[Location labeling records]

--

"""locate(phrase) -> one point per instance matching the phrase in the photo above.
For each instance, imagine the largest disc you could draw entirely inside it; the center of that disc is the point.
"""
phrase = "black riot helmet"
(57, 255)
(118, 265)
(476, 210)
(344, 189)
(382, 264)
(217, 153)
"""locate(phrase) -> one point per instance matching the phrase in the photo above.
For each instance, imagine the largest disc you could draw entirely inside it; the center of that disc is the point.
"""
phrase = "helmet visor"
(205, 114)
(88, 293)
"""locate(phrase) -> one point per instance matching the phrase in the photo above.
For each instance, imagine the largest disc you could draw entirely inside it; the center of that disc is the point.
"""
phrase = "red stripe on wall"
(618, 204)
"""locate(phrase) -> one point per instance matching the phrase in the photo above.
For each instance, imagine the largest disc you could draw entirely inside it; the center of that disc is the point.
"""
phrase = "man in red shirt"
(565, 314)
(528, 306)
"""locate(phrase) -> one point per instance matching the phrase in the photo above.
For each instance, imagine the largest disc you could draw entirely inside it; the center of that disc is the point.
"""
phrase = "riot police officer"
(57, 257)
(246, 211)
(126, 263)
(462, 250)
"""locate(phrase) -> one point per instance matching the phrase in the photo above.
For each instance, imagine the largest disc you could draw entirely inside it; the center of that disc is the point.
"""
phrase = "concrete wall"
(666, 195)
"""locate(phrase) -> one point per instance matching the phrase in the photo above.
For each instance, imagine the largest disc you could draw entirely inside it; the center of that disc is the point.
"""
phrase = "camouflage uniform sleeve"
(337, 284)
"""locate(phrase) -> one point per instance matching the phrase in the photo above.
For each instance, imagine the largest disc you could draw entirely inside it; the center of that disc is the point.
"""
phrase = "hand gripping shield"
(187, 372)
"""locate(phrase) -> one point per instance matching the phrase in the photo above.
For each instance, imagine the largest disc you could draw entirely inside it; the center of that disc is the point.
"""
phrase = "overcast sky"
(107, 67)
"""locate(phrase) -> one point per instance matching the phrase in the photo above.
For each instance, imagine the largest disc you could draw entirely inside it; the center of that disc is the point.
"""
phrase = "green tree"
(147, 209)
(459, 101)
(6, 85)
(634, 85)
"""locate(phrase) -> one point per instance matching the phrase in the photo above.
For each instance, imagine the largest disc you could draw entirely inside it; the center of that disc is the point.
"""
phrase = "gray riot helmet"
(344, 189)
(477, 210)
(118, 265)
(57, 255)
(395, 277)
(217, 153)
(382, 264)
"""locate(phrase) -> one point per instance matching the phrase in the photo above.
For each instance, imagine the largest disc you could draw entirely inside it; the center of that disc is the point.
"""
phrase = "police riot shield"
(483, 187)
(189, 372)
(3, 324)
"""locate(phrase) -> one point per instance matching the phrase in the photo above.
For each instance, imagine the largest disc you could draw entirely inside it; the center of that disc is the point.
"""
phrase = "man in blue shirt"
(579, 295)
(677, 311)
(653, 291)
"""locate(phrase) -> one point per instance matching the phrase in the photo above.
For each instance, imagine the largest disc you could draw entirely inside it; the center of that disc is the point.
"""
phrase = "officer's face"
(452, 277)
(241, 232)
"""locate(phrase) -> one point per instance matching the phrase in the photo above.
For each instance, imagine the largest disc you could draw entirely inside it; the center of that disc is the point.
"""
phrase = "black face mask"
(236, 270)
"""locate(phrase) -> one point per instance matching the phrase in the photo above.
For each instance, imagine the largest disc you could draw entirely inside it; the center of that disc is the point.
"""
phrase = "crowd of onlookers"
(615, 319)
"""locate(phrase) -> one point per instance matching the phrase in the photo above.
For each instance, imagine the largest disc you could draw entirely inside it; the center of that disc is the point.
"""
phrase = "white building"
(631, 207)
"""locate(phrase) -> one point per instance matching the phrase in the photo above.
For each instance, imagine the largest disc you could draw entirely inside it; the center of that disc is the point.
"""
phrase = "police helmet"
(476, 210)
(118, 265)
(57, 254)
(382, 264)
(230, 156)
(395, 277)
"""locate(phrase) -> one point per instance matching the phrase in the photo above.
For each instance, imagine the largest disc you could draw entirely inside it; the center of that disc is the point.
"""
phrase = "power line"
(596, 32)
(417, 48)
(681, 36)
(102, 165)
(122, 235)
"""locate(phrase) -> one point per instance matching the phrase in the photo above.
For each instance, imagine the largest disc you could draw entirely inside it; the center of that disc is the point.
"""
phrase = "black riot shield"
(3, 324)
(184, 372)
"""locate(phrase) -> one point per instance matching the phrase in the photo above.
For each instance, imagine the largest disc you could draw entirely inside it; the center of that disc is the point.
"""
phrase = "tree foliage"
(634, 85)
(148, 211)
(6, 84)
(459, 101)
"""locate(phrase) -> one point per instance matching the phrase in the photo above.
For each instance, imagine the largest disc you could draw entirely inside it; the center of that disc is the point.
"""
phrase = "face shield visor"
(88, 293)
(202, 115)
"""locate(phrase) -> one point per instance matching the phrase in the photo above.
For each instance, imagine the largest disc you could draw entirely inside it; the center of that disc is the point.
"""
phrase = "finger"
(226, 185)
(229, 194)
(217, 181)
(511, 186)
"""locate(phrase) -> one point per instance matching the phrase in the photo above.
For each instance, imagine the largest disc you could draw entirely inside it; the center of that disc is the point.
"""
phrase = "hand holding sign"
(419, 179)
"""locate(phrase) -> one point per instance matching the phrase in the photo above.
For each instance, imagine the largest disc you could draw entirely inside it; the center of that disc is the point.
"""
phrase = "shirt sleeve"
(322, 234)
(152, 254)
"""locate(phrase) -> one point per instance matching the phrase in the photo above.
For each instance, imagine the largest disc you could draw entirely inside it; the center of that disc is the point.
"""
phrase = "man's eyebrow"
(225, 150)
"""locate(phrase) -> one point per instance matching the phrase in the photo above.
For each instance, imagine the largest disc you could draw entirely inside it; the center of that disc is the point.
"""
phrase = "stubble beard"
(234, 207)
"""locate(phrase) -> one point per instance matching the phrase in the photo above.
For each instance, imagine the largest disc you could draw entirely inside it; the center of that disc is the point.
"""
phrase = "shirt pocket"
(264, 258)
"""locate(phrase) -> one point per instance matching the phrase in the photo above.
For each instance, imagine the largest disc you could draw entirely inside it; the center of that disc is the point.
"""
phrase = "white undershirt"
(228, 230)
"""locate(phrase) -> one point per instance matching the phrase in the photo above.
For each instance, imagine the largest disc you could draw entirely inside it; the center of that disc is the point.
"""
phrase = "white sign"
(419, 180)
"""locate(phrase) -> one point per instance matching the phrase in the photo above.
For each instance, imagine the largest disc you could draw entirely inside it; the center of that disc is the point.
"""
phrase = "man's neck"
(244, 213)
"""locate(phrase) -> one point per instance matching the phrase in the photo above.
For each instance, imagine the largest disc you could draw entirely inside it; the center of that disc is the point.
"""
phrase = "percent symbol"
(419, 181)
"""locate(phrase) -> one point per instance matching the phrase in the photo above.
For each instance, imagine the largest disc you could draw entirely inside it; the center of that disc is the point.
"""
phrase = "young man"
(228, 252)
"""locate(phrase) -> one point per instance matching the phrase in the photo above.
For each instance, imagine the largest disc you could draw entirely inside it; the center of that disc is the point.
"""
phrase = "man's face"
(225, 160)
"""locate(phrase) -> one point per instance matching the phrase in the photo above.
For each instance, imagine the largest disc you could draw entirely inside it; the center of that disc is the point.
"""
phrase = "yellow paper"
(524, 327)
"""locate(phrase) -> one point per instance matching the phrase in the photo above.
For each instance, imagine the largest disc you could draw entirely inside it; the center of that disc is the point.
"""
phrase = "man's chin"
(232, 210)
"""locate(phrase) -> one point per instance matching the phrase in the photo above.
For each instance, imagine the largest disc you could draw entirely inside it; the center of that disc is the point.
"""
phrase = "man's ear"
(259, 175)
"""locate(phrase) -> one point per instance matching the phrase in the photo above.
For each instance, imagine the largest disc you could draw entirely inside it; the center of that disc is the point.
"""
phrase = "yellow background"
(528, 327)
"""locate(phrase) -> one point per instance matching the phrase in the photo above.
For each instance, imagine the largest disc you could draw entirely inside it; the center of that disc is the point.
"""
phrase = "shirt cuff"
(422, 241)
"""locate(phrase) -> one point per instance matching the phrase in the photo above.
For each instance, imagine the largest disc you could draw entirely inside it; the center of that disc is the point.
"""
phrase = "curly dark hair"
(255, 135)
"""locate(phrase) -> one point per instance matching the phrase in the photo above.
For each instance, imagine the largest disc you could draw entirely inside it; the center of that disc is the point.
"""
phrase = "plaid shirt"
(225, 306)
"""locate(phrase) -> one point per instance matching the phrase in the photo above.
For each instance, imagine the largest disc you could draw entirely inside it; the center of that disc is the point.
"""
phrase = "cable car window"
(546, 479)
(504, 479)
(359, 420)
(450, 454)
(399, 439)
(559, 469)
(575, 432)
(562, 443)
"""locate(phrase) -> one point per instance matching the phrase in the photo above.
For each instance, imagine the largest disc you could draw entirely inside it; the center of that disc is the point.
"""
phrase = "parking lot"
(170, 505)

--

▶ EXERCISE TASK: Return every line of the material above that contains the word "white".

▶ CORRECT OUTPUT:
phrase = "white building"
phrase = "white undershirt"
phrase = "white sign"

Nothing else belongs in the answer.